:: Excerpt provided ::

----

The US war on harm reduction: fixing policy on intelligence and facts

Alex Wodak

Author Affiliations

Director, Alcohol and Drug Service, St Vincent's Hospital, Sydney, Australia

Conjoint Senior Lecturer, School of Public Health and Community Medicine, School of Medicine, The University of New South Wales, Sydney, Australia

Harm Reduction Journal 2005, 2:14 doi:10.1186/1477-7517-2-14

Published: 15 September 2005

First paragraph (this article has no abstract)

----

:: The data ::
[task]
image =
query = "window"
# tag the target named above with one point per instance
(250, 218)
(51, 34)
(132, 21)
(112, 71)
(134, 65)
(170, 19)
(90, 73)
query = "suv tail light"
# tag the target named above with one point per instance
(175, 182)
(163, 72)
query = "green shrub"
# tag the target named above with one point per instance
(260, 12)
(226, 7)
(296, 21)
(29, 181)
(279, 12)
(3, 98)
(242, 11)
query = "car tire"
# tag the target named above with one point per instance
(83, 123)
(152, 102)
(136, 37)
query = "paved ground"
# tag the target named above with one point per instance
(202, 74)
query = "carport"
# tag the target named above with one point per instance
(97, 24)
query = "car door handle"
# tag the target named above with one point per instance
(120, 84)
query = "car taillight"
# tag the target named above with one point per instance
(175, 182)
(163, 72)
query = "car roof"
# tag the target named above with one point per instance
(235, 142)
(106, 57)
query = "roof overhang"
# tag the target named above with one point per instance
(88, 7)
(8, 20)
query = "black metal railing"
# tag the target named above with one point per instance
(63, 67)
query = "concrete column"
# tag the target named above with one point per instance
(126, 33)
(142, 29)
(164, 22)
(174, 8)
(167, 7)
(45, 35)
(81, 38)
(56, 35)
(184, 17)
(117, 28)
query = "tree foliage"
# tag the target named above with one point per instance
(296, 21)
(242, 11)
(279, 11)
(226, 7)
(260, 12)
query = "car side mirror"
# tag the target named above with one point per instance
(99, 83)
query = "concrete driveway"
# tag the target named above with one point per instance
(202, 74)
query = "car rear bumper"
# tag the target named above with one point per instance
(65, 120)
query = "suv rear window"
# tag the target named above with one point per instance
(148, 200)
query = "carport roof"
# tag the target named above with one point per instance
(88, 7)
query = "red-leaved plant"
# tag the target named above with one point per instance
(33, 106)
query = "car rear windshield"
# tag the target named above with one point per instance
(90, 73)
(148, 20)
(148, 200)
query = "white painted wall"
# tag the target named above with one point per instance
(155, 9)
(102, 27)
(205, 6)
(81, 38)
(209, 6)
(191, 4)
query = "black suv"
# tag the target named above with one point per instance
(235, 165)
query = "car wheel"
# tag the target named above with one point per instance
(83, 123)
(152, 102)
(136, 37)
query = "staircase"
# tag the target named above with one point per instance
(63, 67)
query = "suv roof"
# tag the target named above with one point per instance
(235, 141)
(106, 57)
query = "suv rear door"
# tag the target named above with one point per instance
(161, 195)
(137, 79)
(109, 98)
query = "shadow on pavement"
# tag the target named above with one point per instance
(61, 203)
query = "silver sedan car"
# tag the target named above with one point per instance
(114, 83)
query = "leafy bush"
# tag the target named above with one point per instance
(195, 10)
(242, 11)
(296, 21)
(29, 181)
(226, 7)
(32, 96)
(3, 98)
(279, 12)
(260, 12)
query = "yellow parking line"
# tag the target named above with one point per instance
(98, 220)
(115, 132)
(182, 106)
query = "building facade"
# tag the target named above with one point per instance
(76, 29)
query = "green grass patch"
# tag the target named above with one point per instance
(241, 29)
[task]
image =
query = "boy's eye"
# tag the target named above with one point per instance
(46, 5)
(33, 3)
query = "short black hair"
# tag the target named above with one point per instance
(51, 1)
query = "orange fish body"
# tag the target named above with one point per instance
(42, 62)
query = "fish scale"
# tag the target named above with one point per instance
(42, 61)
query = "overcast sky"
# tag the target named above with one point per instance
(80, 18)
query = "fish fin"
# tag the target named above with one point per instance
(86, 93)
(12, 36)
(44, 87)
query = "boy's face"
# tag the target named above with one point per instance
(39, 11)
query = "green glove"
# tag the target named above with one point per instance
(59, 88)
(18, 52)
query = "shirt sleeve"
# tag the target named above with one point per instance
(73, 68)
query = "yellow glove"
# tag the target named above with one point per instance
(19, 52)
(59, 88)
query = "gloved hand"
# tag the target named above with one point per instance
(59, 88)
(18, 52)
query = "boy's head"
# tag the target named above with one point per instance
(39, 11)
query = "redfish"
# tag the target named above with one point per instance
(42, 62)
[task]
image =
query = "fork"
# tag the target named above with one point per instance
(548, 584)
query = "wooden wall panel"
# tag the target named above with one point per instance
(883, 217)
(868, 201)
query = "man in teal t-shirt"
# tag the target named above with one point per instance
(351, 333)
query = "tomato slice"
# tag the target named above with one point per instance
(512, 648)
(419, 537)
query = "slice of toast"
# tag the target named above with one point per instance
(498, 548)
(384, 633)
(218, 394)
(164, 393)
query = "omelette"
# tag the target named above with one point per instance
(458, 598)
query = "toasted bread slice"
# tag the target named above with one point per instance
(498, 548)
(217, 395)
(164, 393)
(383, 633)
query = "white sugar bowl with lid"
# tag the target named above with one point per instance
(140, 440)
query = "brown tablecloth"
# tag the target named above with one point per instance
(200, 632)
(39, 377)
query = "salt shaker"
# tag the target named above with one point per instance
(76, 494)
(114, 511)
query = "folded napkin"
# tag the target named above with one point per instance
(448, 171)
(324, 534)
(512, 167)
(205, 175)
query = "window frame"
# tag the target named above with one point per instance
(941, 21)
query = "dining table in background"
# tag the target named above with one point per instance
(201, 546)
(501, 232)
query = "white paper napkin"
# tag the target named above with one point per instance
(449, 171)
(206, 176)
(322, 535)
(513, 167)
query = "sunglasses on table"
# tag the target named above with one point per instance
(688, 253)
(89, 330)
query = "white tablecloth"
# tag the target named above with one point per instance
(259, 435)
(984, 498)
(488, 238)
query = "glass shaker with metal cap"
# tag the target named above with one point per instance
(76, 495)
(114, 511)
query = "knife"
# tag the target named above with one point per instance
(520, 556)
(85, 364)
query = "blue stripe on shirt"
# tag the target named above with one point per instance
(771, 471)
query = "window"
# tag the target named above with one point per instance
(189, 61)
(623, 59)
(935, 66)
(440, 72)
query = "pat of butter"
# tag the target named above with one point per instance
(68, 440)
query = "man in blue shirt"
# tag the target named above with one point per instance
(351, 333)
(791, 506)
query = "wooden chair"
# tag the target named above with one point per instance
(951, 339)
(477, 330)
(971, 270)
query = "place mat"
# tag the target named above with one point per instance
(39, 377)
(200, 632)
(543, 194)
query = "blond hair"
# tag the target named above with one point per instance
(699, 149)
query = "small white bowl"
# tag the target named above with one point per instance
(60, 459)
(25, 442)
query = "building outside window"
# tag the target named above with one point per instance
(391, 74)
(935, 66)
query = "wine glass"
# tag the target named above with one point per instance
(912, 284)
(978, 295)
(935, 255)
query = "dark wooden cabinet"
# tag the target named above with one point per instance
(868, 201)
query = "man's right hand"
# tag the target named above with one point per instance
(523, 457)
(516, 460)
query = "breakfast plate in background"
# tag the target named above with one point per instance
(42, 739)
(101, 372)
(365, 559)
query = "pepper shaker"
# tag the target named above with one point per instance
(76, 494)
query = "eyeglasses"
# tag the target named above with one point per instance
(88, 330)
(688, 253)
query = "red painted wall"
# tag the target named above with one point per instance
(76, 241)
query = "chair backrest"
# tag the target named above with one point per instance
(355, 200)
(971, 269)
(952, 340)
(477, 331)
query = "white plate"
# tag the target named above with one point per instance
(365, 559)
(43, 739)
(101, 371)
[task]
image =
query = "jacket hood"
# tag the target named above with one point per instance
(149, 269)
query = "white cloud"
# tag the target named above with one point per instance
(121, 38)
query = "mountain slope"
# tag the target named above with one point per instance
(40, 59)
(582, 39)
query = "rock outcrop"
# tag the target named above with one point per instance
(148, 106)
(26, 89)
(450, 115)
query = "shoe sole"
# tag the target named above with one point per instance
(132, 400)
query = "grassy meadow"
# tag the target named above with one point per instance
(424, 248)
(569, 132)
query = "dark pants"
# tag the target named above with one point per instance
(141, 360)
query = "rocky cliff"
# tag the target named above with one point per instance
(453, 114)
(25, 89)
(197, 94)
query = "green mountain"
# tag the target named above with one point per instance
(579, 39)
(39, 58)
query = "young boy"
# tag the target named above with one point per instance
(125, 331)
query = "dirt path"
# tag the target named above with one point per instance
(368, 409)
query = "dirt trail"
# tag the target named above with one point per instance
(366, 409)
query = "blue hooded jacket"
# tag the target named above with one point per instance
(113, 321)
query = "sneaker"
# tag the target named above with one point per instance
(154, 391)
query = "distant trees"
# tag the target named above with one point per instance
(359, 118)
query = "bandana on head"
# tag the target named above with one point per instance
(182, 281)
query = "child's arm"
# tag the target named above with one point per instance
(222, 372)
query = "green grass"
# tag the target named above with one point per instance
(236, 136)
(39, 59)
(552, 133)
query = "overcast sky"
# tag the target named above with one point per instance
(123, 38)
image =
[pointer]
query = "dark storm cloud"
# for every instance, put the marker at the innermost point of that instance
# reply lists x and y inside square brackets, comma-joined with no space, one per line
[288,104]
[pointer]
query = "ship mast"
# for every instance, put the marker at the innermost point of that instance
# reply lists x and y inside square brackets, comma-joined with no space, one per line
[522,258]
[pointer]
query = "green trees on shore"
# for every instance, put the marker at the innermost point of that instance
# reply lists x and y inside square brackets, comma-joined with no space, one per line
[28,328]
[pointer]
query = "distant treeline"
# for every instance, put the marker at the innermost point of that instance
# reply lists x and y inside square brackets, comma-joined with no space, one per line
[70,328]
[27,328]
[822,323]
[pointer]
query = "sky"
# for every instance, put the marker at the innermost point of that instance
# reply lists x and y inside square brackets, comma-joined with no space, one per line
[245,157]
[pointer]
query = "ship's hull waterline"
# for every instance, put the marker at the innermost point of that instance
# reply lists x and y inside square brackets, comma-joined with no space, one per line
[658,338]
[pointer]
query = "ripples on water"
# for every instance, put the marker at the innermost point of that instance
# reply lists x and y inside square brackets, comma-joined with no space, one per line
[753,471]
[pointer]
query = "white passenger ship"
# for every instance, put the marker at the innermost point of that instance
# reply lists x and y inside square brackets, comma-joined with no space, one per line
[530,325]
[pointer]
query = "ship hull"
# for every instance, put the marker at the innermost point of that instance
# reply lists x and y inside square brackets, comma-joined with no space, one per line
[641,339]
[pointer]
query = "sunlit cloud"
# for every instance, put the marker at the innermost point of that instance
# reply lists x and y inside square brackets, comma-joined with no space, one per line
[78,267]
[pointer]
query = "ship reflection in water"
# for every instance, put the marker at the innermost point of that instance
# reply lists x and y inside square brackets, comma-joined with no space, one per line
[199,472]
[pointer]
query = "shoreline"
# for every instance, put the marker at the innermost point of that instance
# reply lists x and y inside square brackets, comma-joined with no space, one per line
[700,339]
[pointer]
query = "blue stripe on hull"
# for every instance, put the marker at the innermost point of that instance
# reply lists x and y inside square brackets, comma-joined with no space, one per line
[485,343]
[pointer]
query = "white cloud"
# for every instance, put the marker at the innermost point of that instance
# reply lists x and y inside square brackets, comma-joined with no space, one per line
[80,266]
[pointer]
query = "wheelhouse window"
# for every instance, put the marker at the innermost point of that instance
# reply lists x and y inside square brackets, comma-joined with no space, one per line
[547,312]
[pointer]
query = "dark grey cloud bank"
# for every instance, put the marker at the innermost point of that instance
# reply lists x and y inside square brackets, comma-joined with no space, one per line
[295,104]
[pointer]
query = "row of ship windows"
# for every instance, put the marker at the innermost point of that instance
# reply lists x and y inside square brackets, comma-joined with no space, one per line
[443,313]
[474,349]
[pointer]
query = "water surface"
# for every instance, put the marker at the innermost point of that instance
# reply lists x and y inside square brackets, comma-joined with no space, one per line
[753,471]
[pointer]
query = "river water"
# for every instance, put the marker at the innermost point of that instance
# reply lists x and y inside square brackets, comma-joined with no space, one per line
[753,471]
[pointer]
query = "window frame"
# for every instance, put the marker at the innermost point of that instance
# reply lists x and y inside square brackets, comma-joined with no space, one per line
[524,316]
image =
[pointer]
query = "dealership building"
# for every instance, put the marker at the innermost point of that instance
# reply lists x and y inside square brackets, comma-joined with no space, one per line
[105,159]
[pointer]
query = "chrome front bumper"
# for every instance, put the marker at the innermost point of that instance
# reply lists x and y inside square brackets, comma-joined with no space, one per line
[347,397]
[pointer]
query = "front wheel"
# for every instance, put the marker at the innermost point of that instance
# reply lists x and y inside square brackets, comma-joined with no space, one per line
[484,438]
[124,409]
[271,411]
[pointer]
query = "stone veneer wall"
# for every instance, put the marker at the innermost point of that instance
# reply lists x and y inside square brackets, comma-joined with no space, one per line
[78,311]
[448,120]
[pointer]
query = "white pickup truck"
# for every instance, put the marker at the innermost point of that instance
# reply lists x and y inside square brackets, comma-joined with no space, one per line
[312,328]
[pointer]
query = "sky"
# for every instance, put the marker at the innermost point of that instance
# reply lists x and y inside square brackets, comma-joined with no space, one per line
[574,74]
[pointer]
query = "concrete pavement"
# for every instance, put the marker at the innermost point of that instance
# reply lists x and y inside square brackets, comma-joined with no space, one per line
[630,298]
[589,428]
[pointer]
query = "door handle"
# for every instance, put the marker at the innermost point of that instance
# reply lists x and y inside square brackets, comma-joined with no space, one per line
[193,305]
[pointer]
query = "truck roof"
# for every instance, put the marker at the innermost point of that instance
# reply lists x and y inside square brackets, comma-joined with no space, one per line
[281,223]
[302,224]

----

Please carry on the excerpt above about the US war on harm reduction, starting right after its final words.

:: Answer to the problem ::
At a two-day private meeting in Tokyo in June 2005, some of Japan's most senior politicians and powerbrokers met to consider the steadily expanding HIV/AIDS epidemic. AIDS has recently become a matter of increasing concern in Japan following an HIV epidemic in several major Japanese cities among Japanese men having sex with men at sex-on-premises venues. The Japanese elites at the Tokyo meeting were shocked to learn that the United States has by far the highest annual AIDS incidence among OECD countries at 15/100,000 [1]. Spain, with an annual AIDS incidence of 3.3/100,000, has the second highest rate among industrialized countries, while Australia was well down the ranking with an incidence only one tenth that of the United States at 1.5/100,000 [1].